Pointing dataset excerpts
----------
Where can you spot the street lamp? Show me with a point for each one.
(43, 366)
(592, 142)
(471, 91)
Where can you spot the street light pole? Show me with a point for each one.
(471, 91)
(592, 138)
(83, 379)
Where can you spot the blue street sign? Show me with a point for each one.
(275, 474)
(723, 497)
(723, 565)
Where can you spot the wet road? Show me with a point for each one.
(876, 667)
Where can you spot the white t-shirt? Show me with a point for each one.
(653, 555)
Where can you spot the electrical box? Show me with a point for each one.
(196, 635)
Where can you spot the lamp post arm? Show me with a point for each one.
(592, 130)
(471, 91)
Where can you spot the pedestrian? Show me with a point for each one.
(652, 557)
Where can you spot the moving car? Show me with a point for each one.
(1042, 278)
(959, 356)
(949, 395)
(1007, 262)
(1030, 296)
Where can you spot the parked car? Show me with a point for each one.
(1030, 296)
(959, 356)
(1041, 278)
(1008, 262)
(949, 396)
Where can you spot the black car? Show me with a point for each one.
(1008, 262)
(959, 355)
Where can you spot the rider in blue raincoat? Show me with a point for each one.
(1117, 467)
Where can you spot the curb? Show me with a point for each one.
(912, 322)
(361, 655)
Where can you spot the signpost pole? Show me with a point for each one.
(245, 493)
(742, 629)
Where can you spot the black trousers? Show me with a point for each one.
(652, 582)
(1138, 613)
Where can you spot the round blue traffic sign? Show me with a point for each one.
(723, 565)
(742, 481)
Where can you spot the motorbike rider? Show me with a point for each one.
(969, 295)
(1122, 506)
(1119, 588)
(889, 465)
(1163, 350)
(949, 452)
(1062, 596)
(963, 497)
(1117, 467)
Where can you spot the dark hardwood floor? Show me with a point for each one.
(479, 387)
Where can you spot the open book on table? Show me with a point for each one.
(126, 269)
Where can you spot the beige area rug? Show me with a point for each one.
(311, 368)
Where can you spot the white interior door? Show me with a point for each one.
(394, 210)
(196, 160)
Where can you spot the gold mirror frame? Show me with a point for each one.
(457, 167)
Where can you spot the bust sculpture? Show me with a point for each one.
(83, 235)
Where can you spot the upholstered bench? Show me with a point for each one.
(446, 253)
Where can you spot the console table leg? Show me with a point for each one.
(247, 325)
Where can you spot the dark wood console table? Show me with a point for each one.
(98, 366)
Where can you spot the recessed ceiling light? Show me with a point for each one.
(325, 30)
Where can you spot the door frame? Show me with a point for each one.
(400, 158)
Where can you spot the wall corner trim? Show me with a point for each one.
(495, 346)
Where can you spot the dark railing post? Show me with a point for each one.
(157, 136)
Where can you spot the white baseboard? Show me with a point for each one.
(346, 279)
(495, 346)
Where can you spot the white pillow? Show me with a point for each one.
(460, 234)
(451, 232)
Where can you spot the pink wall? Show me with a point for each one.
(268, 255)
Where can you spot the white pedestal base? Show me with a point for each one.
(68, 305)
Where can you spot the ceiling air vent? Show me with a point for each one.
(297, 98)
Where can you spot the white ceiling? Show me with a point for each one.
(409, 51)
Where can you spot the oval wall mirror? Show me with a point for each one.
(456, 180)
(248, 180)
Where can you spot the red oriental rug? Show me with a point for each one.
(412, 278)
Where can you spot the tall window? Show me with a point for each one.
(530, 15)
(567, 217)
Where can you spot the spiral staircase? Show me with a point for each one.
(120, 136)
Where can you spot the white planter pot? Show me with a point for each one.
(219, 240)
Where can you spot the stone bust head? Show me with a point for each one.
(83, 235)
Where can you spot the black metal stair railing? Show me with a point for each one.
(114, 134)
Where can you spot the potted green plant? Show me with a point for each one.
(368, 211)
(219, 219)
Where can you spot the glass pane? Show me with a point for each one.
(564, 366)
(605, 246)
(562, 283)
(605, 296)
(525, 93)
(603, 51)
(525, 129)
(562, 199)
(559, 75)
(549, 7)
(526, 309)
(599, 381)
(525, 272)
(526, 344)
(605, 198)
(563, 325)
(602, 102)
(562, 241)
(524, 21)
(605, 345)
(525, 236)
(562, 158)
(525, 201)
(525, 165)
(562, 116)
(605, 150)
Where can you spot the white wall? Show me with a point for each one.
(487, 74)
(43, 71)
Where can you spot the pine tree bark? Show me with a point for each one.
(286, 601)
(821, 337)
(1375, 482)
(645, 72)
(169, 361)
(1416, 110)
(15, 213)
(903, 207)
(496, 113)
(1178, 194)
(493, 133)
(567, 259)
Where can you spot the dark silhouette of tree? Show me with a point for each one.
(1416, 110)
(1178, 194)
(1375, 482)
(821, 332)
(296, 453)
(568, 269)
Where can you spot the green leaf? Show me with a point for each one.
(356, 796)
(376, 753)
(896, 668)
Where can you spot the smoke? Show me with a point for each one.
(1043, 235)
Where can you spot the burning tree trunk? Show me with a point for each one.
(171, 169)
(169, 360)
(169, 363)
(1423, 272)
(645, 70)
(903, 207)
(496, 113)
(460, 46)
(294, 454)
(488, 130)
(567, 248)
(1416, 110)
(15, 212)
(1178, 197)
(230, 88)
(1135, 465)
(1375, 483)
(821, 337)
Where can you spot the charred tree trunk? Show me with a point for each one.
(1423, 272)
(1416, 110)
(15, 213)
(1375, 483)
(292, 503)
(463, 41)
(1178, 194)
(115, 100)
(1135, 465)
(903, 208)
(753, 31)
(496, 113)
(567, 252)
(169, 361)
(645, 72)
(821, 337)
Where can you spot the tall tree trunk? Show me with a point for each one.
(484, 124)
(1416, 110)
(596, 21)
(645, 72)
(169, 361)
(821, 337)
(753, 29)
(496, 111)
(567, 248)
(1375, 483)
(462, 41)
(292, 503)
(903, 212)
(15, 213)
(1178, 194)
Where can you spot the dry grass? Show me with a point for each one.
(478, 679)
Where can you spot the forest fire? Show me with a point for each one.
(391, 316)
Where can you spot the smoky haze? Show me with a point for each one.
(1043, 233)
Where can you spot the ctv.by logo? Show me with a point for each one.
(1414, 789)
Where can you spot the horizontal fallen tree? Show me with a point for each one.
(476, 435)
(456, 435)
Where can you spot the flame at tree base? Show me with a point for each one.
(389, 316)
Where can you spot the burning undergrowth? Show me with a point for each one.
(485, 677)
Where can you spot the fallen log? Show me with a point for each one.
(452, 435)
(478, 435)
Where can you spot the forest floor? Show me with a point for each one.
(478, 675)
----------
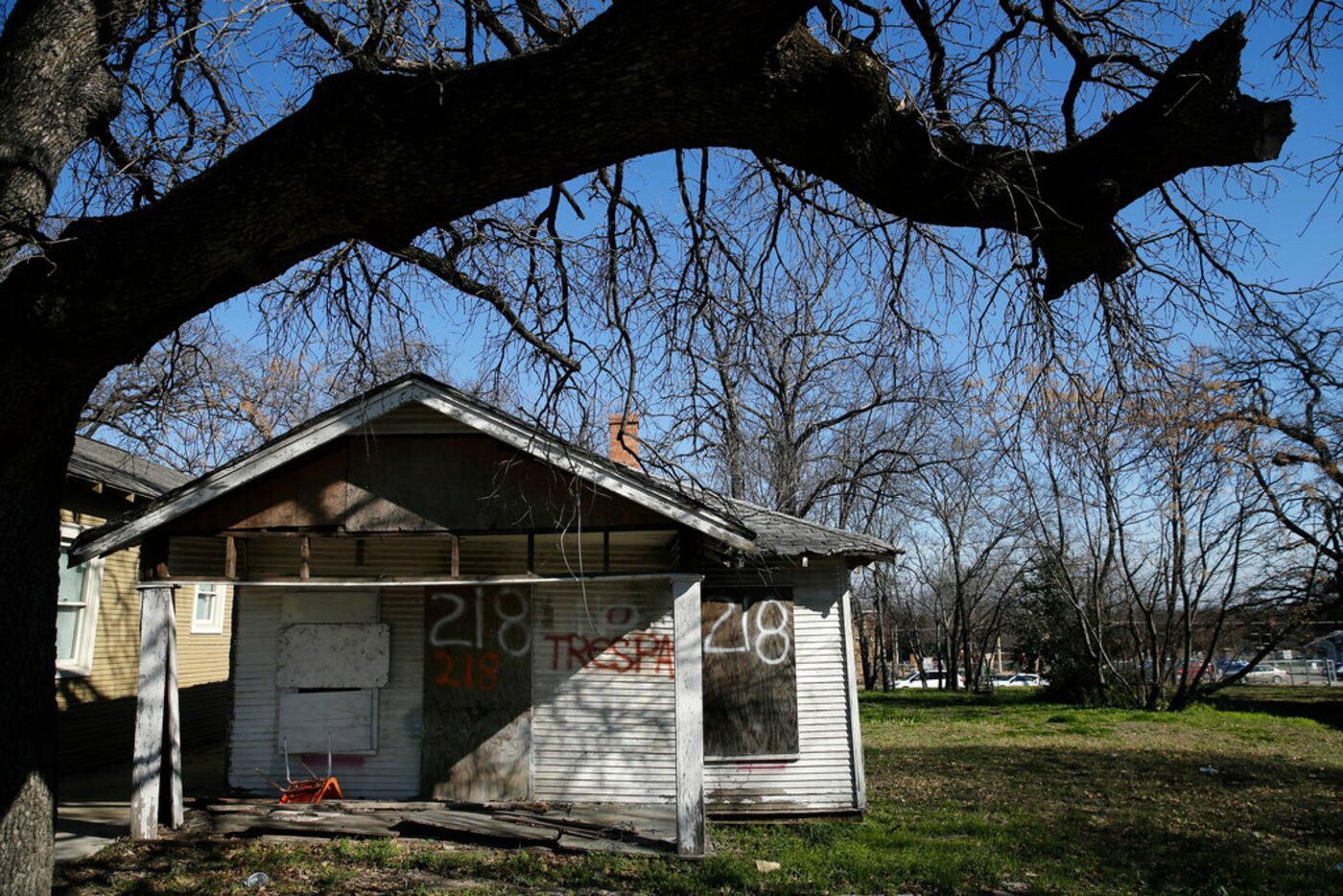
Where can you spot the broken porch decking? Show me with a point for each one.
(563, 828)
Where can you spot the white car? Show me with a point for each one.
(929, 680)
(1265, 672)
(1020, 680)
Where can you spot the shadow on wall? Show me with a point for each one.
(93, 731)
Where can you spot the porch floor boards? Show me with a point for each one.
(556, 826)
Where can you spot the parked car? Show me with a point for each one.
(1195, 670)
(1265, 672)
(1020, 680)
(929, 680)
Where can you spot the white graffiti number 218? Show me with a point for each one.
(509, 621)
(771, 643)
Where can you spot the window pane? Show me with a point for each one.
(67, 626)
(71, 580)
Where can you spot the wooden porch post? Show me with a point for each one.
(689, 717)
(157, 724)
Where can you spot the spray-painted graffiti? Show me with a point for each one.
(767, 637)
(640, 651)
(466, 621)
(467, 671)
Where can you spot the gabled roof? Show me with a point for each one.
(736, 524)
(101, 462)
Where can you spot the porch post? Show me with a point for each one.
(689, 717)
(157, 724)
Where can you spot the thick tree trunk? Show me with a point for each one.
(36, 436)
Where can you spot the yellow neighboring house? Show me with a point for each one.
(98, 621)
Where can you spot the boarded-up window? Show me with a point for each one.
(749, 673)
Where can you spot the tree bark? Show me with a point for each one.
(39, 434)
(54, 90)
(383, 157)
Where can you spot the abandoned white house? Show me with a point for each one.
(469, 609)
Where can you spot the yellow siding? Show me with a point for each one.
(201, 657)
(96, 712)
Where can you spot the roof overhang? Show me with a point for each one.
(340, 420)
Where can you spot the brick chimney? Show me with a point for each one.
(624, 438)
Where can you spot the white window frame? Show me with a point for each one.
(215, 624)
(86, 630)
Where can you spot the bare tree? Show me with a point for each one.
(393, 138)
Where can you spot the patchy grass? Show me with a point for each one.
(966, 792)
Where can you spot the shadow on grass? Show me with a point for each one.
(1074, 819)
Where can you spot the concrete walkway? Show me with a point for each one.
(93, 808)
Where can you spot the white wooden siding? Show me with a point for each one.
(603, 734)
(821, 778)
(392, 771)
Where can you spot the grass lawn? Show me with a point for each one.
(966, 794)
----------
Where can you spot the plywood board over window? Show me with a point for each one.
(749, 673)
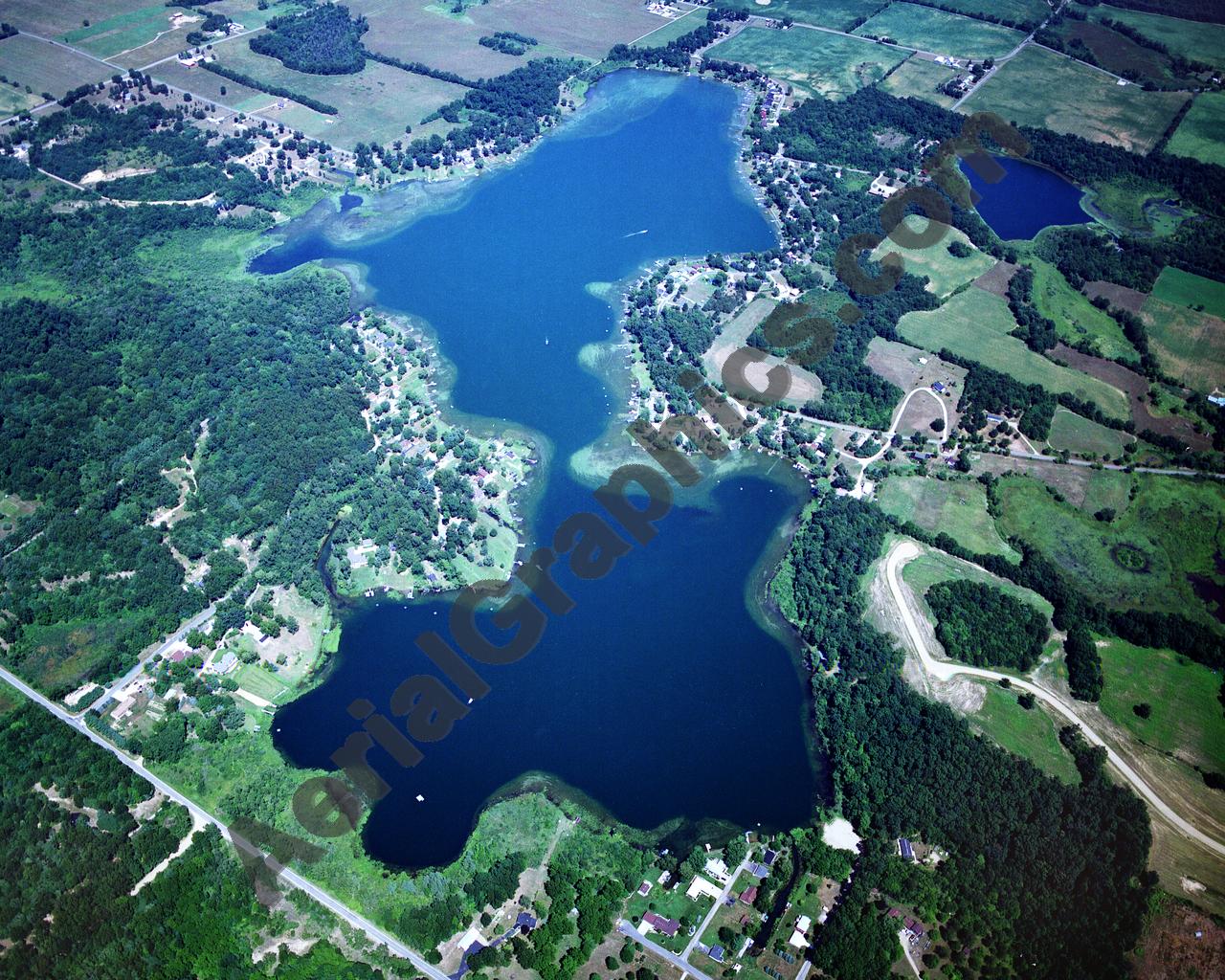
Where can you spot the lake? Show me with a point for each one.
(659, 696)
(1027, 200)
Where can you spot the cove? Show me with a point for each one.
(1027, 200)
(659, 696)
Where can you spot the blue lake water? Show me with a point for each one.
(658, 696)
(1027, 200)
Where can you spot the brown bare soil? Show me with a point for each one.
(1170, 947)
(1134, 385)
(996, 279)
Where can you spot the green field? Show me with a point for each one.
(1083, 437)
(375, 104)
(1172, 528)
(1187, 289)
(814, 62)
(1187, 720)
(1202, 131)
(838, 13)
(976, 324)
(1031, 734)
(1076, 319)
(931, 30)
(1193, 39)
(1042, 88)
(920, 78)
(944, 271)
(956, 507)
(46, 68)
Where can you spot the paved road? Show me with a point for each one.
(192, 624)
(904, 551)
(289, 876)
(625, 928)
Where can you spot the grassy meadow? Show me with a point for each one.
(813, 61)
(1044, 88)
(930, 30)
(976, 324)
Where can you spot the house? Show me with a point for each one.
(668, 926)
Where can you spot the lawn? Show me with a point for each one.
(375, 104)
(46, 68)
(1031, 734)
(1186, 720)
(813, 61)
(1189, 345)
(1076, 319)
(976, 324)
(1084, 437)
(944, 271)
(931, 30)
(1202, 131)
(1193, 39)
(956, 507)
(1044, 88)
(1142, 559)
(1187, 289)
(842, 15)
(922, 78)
----------
WHAT TO WORK ON: Count the lines in the records above that contain the word "console". Give only the number.

OUTPUT OF THE EXERCISE: 2